(Point annotation dataset records)
════

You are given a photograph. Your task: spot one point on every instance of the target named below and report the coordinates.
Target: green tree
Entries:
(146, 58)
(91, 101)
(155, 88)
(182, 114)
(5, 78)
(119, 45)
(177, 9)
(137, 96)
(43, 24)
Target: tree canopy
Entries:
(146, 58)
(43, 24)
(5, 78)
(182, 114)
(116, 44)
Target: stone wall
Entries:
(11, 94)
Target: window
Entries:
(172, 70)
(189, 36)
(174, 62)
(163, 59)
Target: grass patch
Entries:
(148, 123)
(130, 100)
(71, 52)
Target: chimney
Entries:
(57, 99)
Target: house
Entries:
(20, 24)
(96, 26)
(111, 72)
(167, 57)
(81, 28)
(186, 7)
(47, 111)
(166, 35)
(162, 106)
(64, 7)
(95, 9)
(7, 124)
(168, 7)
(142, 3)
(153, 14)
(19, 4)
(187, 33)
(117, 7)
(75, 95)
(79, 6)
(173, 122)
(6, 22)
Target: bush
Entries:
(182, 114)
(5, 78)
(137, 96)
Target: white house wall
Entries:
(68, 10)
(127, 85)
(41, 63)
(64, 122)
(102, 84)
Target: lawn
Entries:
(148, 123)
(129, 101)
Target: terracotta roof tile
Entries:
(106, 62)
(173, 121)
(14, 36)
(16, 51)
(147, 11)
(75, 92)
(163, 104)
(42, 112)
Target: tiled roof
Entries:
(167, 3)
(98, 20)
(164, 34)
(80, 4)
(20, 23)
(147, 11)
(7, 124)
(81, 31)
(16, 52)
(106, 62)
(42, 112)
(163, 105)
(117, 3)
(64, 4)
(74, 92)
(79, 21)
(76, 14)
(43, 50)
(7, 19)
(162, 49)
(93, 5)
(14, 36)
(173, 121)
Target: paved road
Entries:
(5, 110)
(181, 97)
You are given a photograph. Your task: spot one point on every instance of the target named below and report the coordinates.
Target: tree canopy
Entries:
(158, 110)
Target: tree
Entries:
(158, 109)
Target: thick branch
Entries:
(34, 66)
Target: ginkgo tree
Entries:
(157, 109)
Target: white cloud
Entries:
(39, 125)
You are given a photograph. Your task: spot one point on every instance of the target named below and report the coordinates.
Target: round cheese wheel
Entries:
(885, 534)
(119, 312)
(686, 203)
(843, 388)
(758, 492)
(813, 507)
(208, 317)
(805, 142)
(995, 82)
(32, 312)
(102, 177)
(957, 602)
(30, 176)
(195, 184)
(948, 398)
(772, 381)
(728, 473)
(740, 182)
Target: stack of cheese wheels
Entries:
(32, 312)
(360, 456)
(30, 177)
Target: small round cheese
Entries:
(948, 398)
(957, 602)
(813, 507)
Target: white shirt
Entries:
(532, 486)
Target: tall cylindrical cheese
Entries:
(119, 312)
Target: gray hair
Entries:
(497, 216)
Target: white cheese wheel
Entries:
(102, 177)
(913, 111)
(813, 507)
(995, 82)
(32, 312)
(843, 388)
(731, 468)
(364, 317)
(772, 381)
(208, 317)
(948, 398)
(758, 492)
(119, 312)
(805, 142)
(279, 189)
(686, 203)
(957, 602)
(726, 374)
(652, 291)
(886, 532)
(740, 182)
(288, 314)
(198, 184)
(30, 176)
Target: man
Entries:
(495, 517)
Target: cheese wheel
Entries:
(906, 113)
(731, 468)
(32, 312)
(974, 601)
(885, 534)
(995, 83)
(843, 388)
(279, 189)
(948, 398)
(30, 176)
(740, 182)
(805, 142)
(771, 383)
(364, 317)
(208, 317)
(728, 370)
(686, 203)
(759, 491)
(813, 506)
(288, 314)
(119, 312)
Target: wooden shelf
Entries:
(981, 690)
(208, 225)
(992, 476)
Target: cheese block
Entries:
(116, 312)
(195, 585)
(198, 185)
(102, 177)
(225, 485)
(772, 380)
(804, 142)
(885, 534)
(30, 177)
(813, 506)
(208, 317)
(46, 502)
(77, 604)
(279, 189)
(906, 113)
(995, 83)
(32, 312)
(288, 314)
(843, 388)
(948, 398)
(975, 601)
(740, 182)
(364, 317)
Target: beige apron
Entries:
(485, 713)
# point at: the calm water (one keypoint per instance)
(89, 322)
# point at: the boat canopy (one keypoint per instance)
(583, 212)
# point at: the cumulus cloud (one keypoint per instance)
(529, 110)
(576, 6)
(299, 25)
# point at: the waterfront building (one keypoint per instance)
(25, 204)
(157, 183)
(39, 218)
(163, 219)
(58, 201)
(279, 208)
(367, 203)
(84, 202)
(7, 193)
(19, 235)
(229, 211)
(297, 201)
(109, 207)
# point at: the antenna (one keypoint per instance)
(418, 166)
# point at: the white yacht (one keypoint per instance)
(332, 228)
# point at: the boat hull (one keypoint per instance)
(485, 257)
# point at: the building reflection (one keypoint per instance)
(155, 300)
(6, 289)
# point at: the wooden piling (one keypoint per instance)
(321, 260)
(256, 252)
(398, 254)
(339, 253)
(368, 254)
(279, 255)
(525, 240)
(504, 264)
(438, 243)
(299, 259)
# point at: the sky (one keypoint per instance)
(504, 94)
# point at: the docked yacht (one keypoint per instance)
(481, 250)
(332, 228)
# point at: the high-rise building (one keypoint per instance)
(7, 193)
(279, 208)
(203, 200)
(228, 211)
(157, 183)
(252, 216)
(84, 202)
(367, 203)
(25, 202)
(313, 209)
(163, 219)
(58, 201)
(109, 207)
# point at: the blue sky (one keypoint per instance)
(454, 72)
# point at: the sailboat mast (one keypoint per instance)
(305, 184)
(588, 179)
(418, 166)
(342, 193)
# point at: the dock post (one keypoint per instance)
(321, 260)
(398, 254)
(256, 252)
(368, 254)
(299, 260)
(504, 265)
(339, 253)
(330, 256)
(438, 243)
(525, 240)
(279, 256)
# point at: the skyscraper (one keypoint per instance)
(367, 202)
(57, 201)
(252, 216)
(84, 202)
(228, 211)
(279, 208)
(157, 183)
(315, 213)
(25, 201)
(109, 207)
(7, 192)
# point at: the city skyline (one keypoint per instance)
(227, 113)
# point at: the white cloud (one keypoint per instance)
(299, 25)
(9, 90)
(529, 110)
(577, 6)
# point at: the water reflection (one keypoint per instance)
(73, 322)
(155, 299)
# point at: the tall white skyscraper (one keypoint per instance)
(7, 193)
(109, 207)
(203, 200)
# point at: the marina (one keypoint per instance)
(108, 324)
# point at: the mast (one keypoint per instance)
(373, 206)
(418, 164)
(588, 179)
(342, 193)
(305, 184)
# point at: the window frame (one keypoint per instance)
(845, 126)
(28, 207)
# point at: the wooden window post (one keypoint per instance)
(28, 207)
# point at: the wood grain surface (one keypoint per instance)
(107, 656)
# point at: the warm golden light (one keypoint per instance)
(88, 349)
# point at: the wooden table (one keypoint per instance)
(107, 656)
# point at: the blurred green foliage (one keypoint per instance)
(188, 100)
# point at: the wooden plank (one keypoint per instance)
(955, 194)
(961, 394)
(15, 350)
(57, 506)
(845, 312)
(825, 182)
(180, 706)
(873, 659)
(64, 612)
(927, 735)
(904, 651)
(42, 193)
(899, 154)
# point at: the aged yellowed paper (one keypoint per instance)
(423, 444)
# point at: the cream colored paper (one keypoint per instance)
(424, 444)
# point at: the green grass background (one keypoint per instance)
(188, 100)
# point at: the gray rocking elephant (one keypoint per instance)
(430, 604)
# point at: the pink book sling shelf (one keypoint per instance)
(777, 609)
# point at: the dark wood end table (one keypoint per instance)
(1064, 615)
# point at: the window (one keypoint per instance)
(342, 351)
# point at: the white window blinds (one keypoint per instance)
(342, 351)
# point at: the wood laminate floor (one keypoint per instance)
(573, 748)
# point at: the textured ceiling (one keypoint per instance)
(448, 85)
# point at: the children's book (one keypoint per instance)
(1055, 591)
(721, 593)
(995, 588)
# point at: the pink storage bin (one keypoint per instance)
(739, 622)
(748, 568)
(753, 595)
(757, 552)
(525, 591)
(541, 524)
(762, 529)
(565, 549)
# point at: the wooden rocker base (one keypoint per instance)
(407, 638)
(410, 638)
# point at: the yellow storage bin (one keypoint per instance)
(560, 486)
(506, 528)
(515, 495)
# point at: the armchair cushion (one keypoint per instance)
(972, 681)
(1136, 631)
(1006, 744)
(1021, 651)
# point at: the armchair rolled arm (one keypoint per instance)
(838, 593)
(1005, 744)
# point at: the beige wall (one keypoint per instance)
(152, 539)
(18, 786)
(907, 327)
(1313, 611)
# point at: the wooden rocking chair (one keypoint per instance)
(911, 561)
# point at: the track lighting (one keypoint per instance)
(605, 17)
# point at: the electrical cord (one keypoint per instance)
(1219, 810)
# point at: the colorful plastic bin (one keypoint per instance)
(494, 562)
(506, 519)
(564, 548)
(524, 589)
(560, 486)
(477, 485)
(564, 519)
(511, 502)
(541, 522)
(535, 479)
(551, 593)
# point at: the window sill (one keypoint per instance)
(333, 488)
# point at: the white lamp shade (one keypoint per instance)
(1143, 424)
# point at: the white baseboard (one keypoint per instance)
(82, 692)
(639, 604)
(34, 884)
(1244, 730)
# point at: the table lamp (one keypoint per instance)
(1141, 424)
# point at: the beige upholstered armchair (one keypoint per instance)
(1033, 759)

════

◆ Work to complete ◆
Reproduce the lines word for word, starting at the one holding "# point at: the aged" and ending at the final line of the material above.

◆ Task output ◆
# point at: the aged yellowed paper (one keypoint per instance)
(423, 444)
# point at: the cream colored paper (one keypoint per instance)
(424, 444)
# point at: the green grass background (one keypoint per instance)
(188, 100)
# point at: the gray rocking elephant (one keypoint per instance)
(430, 604)
# point at: the pink book sling shelf (one keypoint per instance)
(777, 609)
# point at: the dark wood end table (one keypoint per instance)
(1064, 615)
# point at: the window (one keypoint per instance)
(342, 351)
# point at: the white window blinds (one keypoint per instance)
(342, 351)
# point at: the wood laminate floor (one keypoint per instance)
(573, 748)
# point at: the textured ceiling (one keypoint per instance)
(448, 85)
# point at: the children's book (one keypoint per instance)
(1055, 591)
(721, 593)
(995, 588)
# point at: the pink storage bin (one keypoint per instance)
(739, 622)
(748, 568)
(753, 595)
(757, 552)
(525, 591)
(541, 524)
(762, 529)
(565, 549)
# point at: the wooden rocker base (one keypoint per instance)
(407, 638)
(410, 638)
# point at: the yellow storage bin (one keypoint per instance)
(560, 486)
(506, 528)
(515, 495)
# point at: the armchair cushion (one keypoint per instance)
(972, 681)
(1136, 631)
(1006, 744)
(1021, 651)
# point at: the armchair rolled arm (one keypoint per instance)
(838, 593)
(1005, 744)
# point at: the beige wall (one keypoint per instance)
(152, 539)
(18, 786)
(907, 327)
(1313, 611)
# point at: the wooden rocking chair (one keypoint per instance)
(911, 561)
# point at: the track lighting (one keypoint per instance)
(605, 17)
# point at: the electrical cord (one keypoint per instance)
(1219, 810)
# point at: the colorful plastic bin (one keypoint per instance)
(494, 562)
(506, 519)
(564, 548)
(524, 589)
(560, 486)
(477, 485)
(564, 519)
(511, 502)
(541, 522)
(535, 479)
(551, 593)
# point at: the window sill (one keypoint per instance)
(333, 488)
# point at: the white lamp shade (one keypoint per instance)
(1143, 424)
# point at: the white baseboard (one keypoint per instance)
(82, 692)
(639, 604)
(34, 884)
(1244, 730)
# point at: the table lamp (one keypoint per instance)
(1141, 424)
# point at: the beige upholstered armchair (one keypoint per instance)
(1033, 759)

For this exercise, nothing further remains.